### Exercise passage

A few thoughts from someone who worked with serial ports, parallel
ports and USB and covered Linux and Windows for some these.

1. Serial ports are dead
2. UNIX and Windows implementations are fundamentally different.
3. Even within UNIX, there's quite a variety

1.
The hardware serial ports still exist on some rare PC motherboards,
but it's quite rate to actually use those.
Instead, there are a lot of other ports where serial port abstraction
can be used, in chronological order:
* USB serial dongles
* USB devices that integrate a microprocessor that's connected via its
serial interface
* USB devices that integrate a microprocessor with USB stack that
fakes a serial port
* Bluetooth devices following the above
* Bluetooth devices with modem (acm, not serial port) interface

Access to both USB and Bluetooth is done differently now, UMDF for
USB, and I think something similar for bluetooth,

2.
UNIX APIs are pretty consistent wrt. file descriptor use, even when
there are major gotchas in the kernel mode (serial vs tty for
example).

### Exercises
(1) Which ports where the serial port abstraction can be used does the note on serial ports name? List every one.
(2) Carry the note on serial ports forward from its last sentence.

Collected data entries
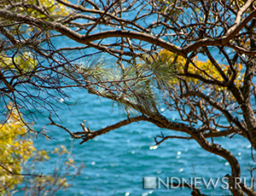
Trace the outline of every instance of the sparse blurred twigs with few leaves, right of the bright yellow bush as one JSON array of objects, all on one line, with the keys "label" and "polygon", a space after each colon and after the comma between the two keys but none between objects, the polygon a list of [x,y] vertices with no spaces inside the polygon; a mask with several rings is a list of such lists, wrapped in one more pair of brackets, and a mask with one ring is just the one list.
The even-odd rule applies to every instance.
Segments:
[{"label": "sparse blurred twigs with few leaves, right of the bright yellow bush", "polygon": [[[70,187],[70,181],[76,176],[80,175],[84,165],[77,166],[74,159],[71,157],[71,153],[67,150],[67,147],[61,145],[61,147],[55,147],[55,150],[50,152],[51,156],[58,156],[55,164],[55,169],[52,174],[37,176],[35,178],[24,179],[24,187],[21,188],[24,195],[55,195],[55,192],[65,190]],[[49,153],[47,153],[47,156]],[[40,157],[40,156],[39,156]],[[45,160],[44,160],[45,161]],[[40,162],[44,163],[40,160]],[[26,170],[35,170],[34,168],[38,164],[38,158],[32,160],[32,166]]]}]

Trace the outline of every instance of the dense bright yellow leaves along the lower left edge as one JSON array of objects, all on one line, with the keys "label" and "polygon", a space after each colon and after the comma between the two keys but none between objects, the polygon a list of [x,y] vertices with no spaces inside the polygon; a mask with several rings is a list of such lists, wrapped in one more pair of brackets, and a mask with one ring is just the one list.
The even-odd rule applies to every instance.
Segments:
[{"label": "dense bright yellow leaves along the lower left edge", "polygon": [[[0,164],[13,174],[20,174],[22,165],[36,152],[32,140],[26,135],[25,124],[19,119],[19,115],[12,111],[7,122],[1,124],[0,128]],[[7,170],[0,168],[1,189],[22,182],[23,176],[11,175]]]}]

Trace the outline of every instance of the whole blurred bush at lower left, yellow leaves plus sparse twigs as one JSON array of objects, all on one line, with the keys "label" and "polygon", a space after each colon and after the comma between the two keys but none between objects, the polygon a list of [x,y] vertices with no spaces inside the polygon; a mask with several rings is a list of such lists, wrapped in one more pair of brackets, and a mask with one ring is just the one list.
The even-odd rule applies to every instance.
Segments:
[{"label": "whole blurred bush at lower left, yellow leaves plus sparse twigs", "polygon": [[[1,195],[12,195],[17,191],[22,191],[25,195],[53,195],[52,193],[69,187],[70,179],[67,176],[79,175],[83,164],[77,167],[71,153],[64,146],[56,147],[50,153],[38,150],[34,146],[32,135],[29,135],[22,123],[20,114],[15,110],[10,111],[9,118],[0,128]],[[36,166],[49,160],[50,154],[59,156],[59,162],[62,162],[56,164],[53,174],[41,175],[42,172]],[[70,173],[70,170],[75,172]]]}]

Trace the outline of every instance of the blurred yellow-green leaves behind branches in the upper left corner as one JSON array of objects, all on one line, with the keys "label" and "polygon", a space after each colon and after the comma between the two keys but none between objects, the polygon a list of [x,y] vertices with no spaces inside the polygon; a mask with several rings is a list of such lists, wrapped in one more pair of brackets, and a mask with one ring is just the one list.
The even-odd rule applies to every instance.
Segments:
[{"label": "blurred yellow-green leaves behind branches in the upper left corner", "polygon": [[[3,1],[0,9],[9,9],[14,13],[29,15],[33,18],[48,21],[61,20],[70,14],[70,9],[67,9],[67,7],[60,3],[56,3],[54,0],[17,0],[13,3],[11,1]],[[1,25],[3,26],[1,27],[3,28],[1,32],[5,37],[12,40],[12,44],[15,45],[16,49],[12,55],[6,52],[1,53],[0,69],[15,70],[19,73],[34,71],[38,59],[31,52],[32,49],[30,47],[39,47],[38,39],[42,36],[42,32],[45,35],[49,32],[47,26],[20,26],[19,23],[9,26],[9,20],[3,20]],[[7,25],[7,27],[4,27],[4,25]],[[5,41],[3,41],[4,44],[6,44]]]}]

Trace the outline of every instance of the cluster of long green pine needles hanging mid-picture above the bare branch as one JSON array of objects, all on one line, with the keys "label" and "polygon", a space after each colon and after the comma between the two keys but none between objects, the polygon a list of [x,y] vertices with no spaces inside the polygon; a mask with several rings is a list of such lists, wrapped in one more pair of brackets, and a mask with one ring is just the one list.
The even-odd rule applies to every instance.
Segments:
[{"label": "cluster of long green pine needles hanging mid-picture above the bare branch", "polygon": [[115,62],[103,58],[97,60],[76,67],[88,81],[90,93],[116,100],[126,111],[135,112],[140,107],[148,112],[156,111],[157,85],[166,83],[166,75],[172,72],[169,67],[160,61],[152,65],[138,61],[116,66]]}]

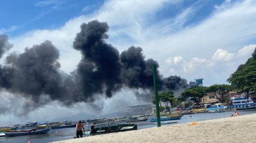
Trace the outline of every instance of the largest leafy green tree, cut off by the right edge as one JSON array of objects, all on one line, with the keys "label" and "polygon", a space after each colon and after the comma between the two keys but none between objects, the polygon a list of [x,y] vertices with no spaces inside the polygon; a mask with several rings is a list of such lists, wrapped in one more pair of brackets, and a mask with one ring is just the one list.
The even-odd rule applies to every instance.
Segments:
[{"label": "largest leafy green tree, cut off by the right edge", "polygon": [[249,98],[249,92],[256,89],[256,49],[252,57],[245,64],[241,64],[227,81],[236,91],[244,92],[246,98]]}]

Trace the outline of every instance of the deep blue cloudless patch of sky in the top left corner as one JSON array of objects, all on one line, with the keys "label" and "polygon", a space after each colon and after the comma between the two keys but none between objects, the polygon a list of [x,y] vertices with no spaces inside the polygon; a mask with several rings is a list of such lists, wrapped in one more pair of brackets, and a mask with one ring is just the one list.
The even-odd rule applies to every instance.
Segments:
[{"label": "deep blue cloudless patch of sky in the top left corner", "polygon": [[[65,22],[92,12],[100,7],[104,1],[82,0],[49,0],[49,1],[0,1],[0,28],[9,30],[12,26],[16,29],[7,31],[9,37],[22,35],[30,30],[53,29],[63,26]],[[84,10],[84,7],[88,9]]]}]

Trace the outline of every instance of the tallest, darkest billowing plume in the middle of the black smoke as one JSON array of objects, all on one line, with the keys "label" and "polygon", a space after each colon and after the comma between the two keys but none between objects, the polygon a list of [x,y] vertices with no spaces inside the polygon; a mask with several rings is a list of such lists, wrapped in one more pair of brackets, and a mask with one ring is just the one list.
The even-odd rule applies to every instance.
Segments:
[{"label": "tallest, darkest billowing plume in the middle of the black smoke", "polygon": [[121,87],[121,63],[117,49],[105,41],[108,24],[95,20],[80,28],[73,42],[74,49],[82,53],[82,60],[74,72],[75,79],[84,96],[105,92],[111,97],[112,92]]}]

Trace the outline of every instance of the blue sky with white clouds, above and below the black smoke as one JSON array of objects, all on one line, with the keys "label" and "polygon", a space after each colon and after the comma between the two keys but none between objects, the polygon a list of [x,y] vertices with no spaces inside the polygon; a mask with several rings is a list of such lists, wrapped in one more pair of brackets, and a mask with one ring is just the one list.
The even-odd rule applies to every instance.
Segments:
[{"label": "blue sky with white clouds, above and below the black smoke", "polygon": [[[92,20],[107,22],[107,42],[119,52],[141,47],[146,59],[158,61],[164,77],[179,75],[187,81],[204,78],[203,85],[210,86],[227,83],[230,74],[251,57],[256,47],[255,13],[255,0],[0,0],[0,34],[7,34],[13,44],[7,54],[51,41],[60,51],[60,70],[69,73],[81,59],[80,52],[72,47],[80,25]],[[15,96],[1,94],[0,104],[11,102],[11,97]],[[22,108],[20,102],[18,108]],[[148,103],[135,98],[133,91],[122,89],[113,98],[100,98],[94,104],[102,105],[102,113],[109,113]],[[84,112],[77,108],[96,112],[89,104],[67,109],[49,103],[28,117],[38,121],[44,119],[42,115],[55,118]]]}]

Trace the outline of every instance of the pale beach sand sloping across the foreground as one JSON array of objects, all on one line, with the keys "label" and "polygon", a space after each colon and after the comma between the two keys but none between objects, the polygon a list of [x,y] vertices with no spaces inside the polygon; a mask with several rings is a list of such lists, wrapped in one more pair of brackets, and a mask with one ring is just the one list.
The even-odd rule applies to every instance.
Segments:
[{"label": "pale beach sand sloping across the foreground", "polygon": [[[231,115],[231,112],[230,112]],[[82,142],[256,142],[256,113],[208,121],[168,125],[75,138],[55,143]]]}]

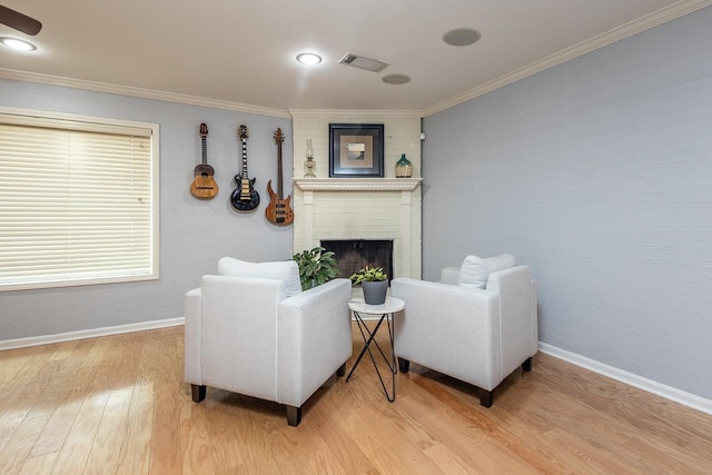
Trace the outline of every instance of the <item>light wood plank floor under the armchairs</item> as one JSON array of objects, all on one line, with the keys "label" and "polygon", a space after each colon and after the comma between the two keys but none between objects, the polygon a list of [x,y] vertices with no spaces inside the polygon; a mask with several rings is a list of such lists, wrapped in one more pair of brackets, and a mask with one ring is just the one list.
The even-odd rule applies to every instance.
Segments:
[{"label": "light wood plank floor under the armchairs", "polygon": [[182,355],[182,327],[0,352],[0,474],[712,474],[712,416],[542,354],[490,409],[417,365],[388,403],[364,360],[296,428],[224,390],[194,404]]}]

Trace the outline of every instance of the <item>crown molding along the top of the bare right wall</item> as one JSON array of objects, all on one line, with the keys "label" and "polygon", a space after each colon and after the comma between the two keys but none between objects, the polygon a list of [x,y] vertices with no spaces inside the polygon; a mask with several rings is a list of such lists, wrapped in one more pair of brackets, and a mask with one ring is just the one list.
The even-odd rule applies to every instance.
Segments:
[{"label": "crown molding along the top of the bare right wall", "polygon": [[445,109],[449,109],[451,107],[457,106],[462,102],[466,102],[476,97],[484,96],[488,92],[494,91],[495,89],[500,89],[504,86],[511,85],[512,82],[516,82],[521,79],[536,75],[537,72],[544,71],[548,68],[553,68],[554,66],[561,65],[562,62],[570,61],[587,52],[603,48],[605,46],[609,46],[622,39],[632,37],[633,34],[640,33],[641,31],[645,31],[651,28],[657,27],[659,24],[665,23],[668,21],[674,20],[676,18],[683,17],[689,13],[692,13],[702,8],[709,7],[711,4],[712,4],[712,0],[679,1],[676,3],[662,8],[660,10],[656,10],[639,19],[629,21],[627,23],[624,23],[620,27],[613,28],[606,31],[605,33],[590,38],[570,48],[566,48],[558,52],[550,55],[528,66],[525,66],[520,69],[515,69],[514,71],[507,75],[501,76],[500,78],[485,82],[474,89],[463,92],[462,95],[457,95],[451,99],[437,102],[431,107],[426,107],[425,109],[423,109],[423,117],[432,116]]}]

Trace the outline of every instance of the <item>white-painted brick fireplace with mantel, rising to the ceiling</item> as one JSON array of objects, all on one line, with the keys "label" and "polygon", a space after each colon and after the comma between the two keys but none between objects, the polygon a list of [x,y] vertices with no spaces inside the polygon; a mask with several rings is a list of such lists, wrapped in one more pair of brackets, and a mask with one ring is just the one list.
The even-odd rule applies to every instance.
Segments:
[{"label": "white-painted brick fireplace with mantel, rising to the ceiling", "polygon": [[[393,240],[393,276],[422,275],[421,117],[413,111],[290,110],[294,133],[294,251],[323,239]],[[385,178],[329,178],[329,123],[383,123]],[[317,178],[301,178],[306,140]],[[413,178],[395,178],[406,154]],[[348,277],[348,276],[345,276]]]}]

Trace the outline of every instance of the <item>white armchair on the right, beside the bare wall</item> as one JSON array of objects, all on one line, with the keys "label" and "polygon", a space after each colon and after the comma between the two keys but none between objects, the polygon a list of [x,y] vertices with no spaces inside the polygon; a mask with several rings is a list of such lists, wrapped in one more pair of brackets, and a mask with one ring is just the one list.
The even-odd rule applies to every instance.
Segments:
[{"label": "white armchair on the right, beside the bare wall", "polygon": [[536,281],[526,266],[488,275],[486,289],[457,285],[458,268],[441,283],[392,281],[405,310],[395,319],[395,354],[407,373],[414,362],[478,388],[492,406],[494,388],[518,366],[532,369],[538,346]]}]

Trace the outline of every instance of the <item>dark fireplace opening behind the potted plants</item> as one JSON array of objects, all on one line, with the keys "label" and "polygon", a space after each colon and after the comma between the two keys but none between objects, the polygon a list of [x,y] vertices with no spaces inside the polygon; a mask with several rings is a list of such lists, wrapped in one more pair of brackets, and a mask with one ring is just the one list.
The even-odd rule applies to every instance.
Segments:
[{"label": "dark fireplace opening behind the potted plants", "polygon": [[350,277],[364,267],[383,267],[393,279],[393,239],[329,239],[322,247],[334,253],[339,277]]}]

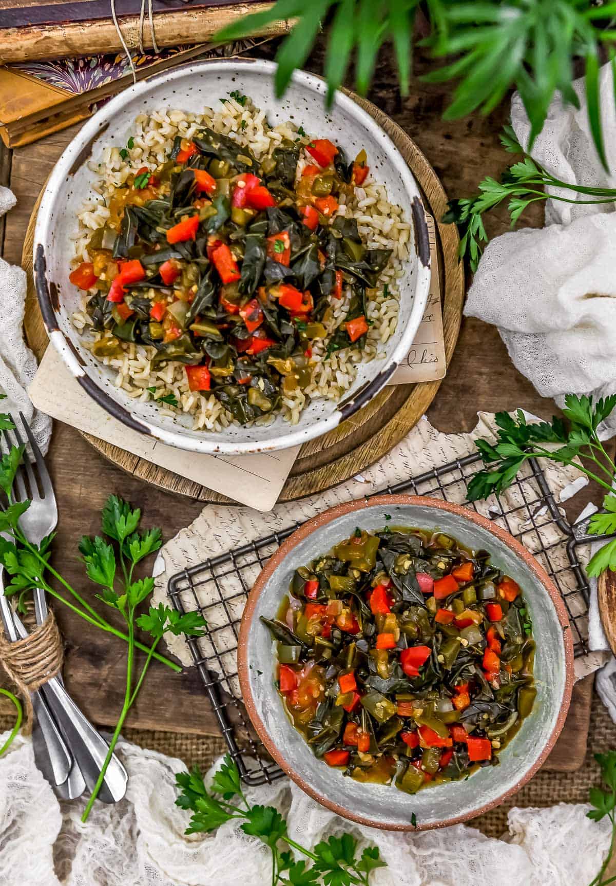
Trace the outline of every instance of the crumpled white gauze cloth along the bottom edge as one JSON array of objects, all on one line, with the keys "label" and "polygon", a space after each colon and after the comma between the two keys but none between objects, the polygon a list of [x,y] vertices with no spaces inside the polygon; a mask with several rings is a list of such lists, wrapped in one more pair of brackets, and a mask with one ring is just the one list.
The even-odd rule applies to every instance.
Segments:
[{"label": "crumpled white gauze cloth along the bottom edge", "polygon": [[[0,735],[0,744],[7,734]],[[269,850],[239,822],[213,834],[185,836],[189,814],[175,806],[180,760],[119,742],[129,773],[127,796],[95,804],[58,803],[35,767],[32,742],[19,736],[0,759],[0,884],[41,886],[269,886]],[[502,840],[475,828],[387,833],[339,819],[287,779],[246,789],[252,804],[275,805],[301,845],[353,833],[376,843],[387,866],[373,886],[582,886],[597,874],[610,828],[586,817],[589,806],[511,809]]]}]

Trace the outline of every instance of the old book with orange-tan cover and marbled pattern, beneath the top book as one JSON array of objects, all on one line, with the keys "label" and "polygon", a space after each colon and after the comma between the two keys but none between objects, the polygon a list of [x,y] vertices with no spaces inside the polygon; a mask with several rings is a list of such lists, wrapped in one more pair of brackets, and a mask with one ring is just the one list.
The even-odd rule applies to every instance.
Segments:
[{"label": "old book with orange-tan cover and marbled pattern, beneath the top book", "polygon": [[[237,55],[254,45],[254,40],[224,47],[201,43],[136,55],[133,63],[141,80],[192,58]],[[0,67],[0,137],[9,148],[35,142],[85,120],[105,98],[132,82],[128,59],[119,53]]]}]

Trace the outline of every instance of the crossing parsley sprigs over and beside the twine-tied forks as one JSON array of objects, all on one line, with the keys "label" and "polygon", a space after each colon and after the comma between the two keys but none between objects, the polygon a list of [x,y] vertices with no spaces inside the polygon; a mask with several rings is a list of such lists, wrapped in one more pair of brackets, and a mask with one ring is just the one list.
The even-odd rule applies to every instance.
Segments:
[{"label": "crossing parsley sprigs over and beside the twine-tied forks", "polygon": [[[0,394],[0,399],[4,399],[4,395]],[[0,413],[0,429],[12,428],[14,425],[11,416]],[[123,501],[117,495],[110,495],[105,502],[101,514],[102,534],[94,538],[84,535],[79,543],[79,551],[82,555],[82,562],[85,564],[86,574],[90,581],[98,587],[95,596],[106,606],[121,614],[126,622],[126,633],[118,630],[101,616],[90,602],[69,585],[66,579],[49,563],[53,534],[47,536],[40,545],[36,546],[29,542],[21,531],[19,517],[27,511],[31,502],[13,501],[12,485],[23,455],[24,447],[12,447],[0,458],[0,489],[7,499],[6,507],[0,509],[0,532],[5,532],[11,539],[0,536],[0,563],[4,566],[10,579],[4,587],[4,594],[7,596],[19,595],[19,604],[23,610],[24,595],[35,587],[43,587],[55,600],[62,602],[90,625],[94,625],[105,633],[112,633],[128,644],[124,702],[105,758],[105,764],[101,769],[95,789],[92,791],[90,801],[83,812],[82,820],[85,821],[90,815],[92,804],[94,804],[105,779],[105,772],[120,736],[121,727],[131,706],[135,703],[145,674],[152,663],[152,658],[157,658],[176,672],[182,670],[178,664],[161,656],[156,651],[163,634],[169,632],[201,636],[201,629],[206,625],[206,622],[197,612],[181,614],[165,606],[164,603],[160,603],[158,607],[151,606],[147,613],[137,615],[138,608],[152,594],[154,579],[149,576],[137,578],[135,575],[136,566],[145,557],[160,548],[162,536],[160,529],[156,527],[140,529],[140,509],[131,508],[127,501]],[[48,574],[58,581],[62,592],[51,586],[47,578]],[[144,633],[149,634],[147,644],[136,640],[136,626],[141,628]],[[144,651],[146,655],[140,672],[135,674],[138,649]],[[19,724],[17,728],[19,728]]]}]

### Responses to the tasks
(1)
- USB serial dongles
- USB devices that integrate a microprocessor that's connected via its serial interface
- USB devices that integrate a microprocessor with USB stack that fakes a serial port
- Bluetooth devices following the above
- Bluetooth devices with modem (acm, not serial port) interface

(2)
Windows APIs are frankly all over the place. Their pipes are not the
same as pipes, etc. Their UNIX-like APIs only work so far.
For a random example, see e.g. https://github.com/microsoft/terminal/issues/262

3.
There's classical UNIX, but then there were tons of improvements:
Linux got epoll, aio, io_submit...
Mac got AsyncBytes and something or other underneath
*BSD for something or other, but a bit differently
Thus, a "good" asyncio loop implementation is likely to use
OS-specific primitives

So, where does it leave you?
If your aim is to contribute to asyncio, may I suggest that you find
another target than serial interfaces.
If your aim is to support some specific device -- follow how that
device is connected to the machine: ioports? iomem? usb? bt? etc.
If your aim is to achieve high-bandwidth or low-latency -- get close to hardware
If your aim is to support, let's say 100 ports at once -- one of the
two approaches above
If I couldn't guess your aim, please explain why `asyncio` in the first place.

Cheers,
Dima Tisnek

On Thu, Sep 1, 2022 at 2:58 AM J.P. Hutchins <jphutch...@gmail.com> wrote:
>
> Greetings!
>
> I would like to modify/replace an existing library, pySerial, to use asyncio 
> in Windows/Mac/Linux.  I have a Windows implementation working by "listening 
> for an event" like this:
>
> read_future = loop._proactor.wait_for_handle(overlapped_read.hEvent)
>
> Where overlapped_read is the OVERLAPPED structure (via ctypes or pywin32) and 
> the event is setup previously, e.g. "received chars on the serial port" event 
> here.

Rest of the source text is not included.